======== Text provided
As the UEFA European Championship kicks off in France, the memory of last November’s terrorist attacks on the Stade de France and other venues across Paris looms large. French authorities will be examining the previous attacks – including the January 2015 shootings at Charlie Hebdo– to secure the tournament against any terrorist threat. Even if that means disappointing fans by shutting down Marseilles’ famous beaches.
To start with, authorities will be thinking carefully about what kinds of attacks are possible. Both the Paris and Hebdo attacks were made using small arms. Such attacks are popular with terrorist groups, because they are relatively easy to plan and carry out, can cause a high number of casualties and effectively spread terror throughout the population. It’s very likely that security forces will be preparing for the potential of a similar style of attack.
Authorities will also be wary of potential attacks by suicide bombers, like the one witnessed in Brussels earlier this year. Suicide bomb attacks are frequently used by Islamist-inspired groups, and can be carried out in different ways. Individuals may wear home-made bomb vests, or drive vehicles with explosives into places where many people have gathered.
Of course, bombs can also be planted in specific locations. But static bombs are easier to deal with than suicide bombers, as areas and stadiums can be swept for these devices. What’s more, entrances to stadiums will be tightly controlled, with strict security requirements, similar to the London 2012 Olympics.
================
======== Information shown
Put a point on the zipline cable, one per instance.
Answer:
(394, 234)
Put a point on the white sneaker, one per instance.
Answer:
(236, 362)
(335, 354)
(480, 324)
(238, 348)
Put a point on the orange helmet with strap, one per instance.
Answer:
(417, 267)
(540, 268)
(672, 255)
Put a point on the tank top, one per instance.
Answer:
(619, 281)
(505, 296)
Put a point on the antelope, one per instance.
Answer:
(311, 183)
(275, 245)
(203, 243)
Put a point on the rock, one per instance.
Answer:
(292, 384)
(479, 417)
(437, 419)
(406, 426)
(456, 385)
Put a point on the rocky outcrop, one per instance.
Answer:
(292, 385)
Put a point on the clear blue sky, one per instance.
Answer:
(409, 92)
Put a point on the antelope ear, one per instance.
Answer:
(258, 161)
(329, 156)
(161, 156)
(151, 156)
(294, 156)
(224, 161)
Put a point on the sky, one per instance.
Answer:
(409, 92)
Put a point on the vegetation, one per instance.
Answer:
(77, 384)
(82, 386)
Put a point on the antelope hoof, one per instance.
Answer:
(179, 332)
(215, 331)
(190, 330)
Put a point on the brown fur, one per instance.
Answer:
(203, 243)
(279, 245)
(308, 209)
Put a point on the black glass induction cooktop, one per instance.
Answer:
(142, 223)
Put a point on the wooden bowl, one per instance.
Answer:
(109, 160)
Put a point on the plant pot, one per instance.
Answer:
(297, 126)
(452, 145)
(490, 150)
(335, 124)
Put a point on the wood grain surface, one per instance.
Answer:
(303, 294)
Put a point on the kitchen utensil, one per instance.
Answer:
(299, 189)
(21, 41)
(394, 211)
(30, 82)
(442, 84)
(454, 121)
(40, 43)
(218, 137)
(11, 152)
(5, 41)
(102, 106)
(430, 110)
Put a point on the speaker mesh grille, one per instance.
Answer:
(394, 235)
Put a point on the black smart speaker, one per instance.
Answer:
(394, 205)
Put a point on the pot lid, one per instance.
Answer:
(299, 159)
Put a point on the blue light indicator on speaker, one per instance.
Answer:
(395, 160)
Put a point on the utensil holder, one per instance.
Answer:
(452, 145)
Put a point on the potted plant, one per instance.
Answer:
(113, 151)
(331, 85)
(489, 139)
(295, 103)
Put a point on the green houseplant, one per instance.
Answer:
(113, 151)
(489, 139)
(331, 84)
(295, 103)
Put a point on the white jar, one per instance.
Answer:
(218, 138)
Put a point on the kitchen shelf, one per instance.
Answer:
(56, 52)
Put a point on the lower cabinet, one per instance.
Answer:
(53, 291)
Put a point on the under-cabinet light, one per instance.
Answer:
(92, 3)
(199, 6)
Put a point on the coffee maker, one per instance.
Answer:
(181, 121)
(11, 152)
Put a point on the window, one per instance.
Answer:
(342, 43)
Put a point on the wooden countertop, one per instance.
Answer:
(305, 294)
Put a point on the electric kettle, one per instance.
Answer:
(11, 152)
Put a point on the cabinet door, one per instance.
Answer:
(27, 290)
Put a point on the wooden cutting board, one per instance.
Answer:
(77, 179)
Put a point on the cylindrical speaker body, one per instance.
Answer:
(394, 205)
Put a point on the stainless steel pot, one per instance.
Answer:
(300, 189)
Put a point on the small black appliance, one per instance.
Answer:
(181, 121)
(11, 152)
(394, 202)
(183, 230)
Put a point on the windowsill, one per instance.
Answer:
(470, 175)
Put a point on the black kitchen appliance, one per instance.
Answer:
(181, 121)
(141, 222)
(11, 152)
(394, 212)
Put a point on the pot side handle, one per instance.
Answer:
================
● **Work item**
Continue the text on securing the European Championship in France against terrorist attacks, starting right after its final sentence.

● **Answer to the problem**
Authorities will also be considering how to police more accessible areas like the fan zones and host cities, as these places will attract thousands of supporters on any given day throughout the tournament. France is already on high security alert, having maintained its state of emergency since November, so many of the locations linked to the tournament will be hard for terrorists to penetrate.
Attacks like the ones we’ve witnessed in Europe recently are not easy to carry out – they require planning, and a support network. Of course, this does not stop individuals from launching rogue attacks, like the one at Leytonstone Tube station in December 2015.
But while such attacks can cause casualties – as seen in Munich last month – they cannot have the same impact as well-planned, well-resourced attacks. And fans attending the tournament can take comfort from the recent arrest of a French man who was caught transporting weapons, reportedly in order to launch an attack on the tournament.
France is deploying 90,000 police and security personnel to protect citizens. They are likely to be deployed at strategic locations, and no doubt briefed on what to look for. This can include potential terrorist suspects, which intelligence reports have highlighted as possible threats, or keeping an eye out for behaviour that looks out of the ordinary. Security cordons will also be strategically placed to maximise safety and security.
Intelligence will also play a major part in the security operation. On June 7, 2016, Europol – the EU’s law enforcement agency – announced that it was directing 200 of its staff to assist French policing agencies and ensure the rapid exchange of any relevant information.
The French will also be developing contingency plans, based on which responses worked – and which didn’t – during the Paris and Brussels attacks. Police and emergency services will have carefully planned a series of responses, tailored to the type of attacks that are likely to occur. This will include ensuring the tactics deployed by police firearms units are suitable to address specific threats, and identifying suitable evacuation zones where people can stay safely and the injured can be treated in the event of an attack.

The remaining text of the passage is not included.